What to produce: Each line below must be set down exactly; omit any image you find.

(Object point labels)
------------------------------------------------
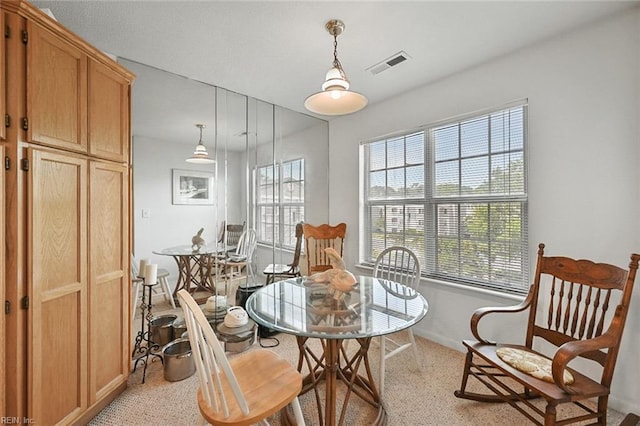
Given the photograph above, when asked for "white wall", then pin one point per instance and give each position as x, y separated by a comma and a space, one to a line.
171, 225
584, 113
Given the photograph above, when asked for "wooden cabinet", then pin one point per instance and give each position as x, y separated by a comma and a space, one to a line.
65, 347
2, 283
74, 102
56, 91
109, 278
108, 113
57, 229
3, 80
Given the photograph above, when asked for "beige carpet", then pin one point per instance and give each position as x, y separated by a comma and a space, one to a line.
412, 396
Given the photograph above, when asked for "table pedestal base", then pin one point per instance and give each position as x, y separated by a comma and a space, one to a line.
335, 365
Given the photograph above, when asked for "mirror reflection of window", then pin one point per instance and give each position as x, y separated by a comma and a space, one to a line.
280, 202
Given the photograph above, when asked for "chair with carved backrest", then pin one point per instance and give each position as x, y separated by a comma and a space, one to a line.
245, 389
318, 238
576, 311
276, 270
397, 265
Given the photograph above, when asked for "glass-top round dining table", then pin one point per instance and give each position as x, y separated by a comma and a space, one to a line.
310, 310
194, 267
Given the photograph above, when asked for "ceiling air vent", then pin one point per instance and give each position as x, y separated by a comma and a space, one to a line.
388, 63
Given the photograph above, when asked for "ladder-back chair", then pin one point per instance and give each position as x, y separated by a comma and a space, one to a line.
245, 389
318, 238
397, 265
291, 270
238, 265
576, 309
233, 234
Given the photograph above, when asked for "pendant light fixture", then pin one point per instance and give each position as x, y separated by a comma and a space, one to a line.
------------------------------------------------
Answer to this task:
Given the photograph above, when asked for "white wall", then pin one point per instance and give each position as x, y separated by a comma and a space, one to a line.
171, 225
584, 113
Given the photograph above, when asked for "wooden cabinet", then pin one point per instance and give each position as x, y separated by a comma and a space, one to a line.
65, 347
2, 283
74, 102
56, 91
109, 278
108, 113
57, 229
3, 80
Given the photograph above, when asked for "beige carpet", then pin one point per instance and give each position as x, y separated by a comma and a space, one to a line.
412, 396
Given the photograph above, when asked for "table pedestal base", then pin one point per instance and give each position as x, y separated by a comma and a space, one to a line.
335, 365
Given the photograph above, when asked for "mirror reflection of window", then pin one point per instance and give each position as x, y separated by a comma and a space, one to a line.
280, 202
Given the photograph above, when asked for "chair with carved backrest", then pin one point per instance and give each position as x, y separated by a comma and a space, one to a line.
245, 389
318, 238
576, 311
276, 270
397, 265
Given the photograph above, when asked for "glass-top round dining table", then pin one point per instance and give each position as x, y separated by a comma and a space, one to a line.
310, 310
194, 267
Given the photograph above, when asked for "ceiling air vent", then pin one point per instance and give each position as x, y separated by a comma and a space, one to a line.
388, 63
Given the photograph above, when asked for "ladder-back chair", then pin one point per instance and give each position as x, y separated by a comma and a space, one to a line.
245, 389
318, 238
397, 265
291, 270
238, 265
576, 309
233, 234
Given the photograph above, when asked for "pendant light fixture", then pin one point per instance and give each position as x, y separated by a comma and a space, one to a line.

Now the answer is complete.